===== Material for this exercise =====
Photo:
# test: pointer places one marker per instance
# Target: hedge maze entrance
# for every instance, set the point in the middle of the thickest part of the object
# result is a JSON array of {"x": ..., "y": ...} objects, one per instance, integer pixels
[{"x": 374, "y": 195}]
=====
### Aim
Write out every row above again, word for word, without changing any line.

### Task answer
Photo:
# test: pointer places one marker per instance
# Target: hedge maze entrance
# for every instance, set the point in the middle of the thickest part of the object
# result is a JSON array of {"x": ..., "y": ...} objects, one per instance, integer pixels
[{"x": 374, "y": 195}]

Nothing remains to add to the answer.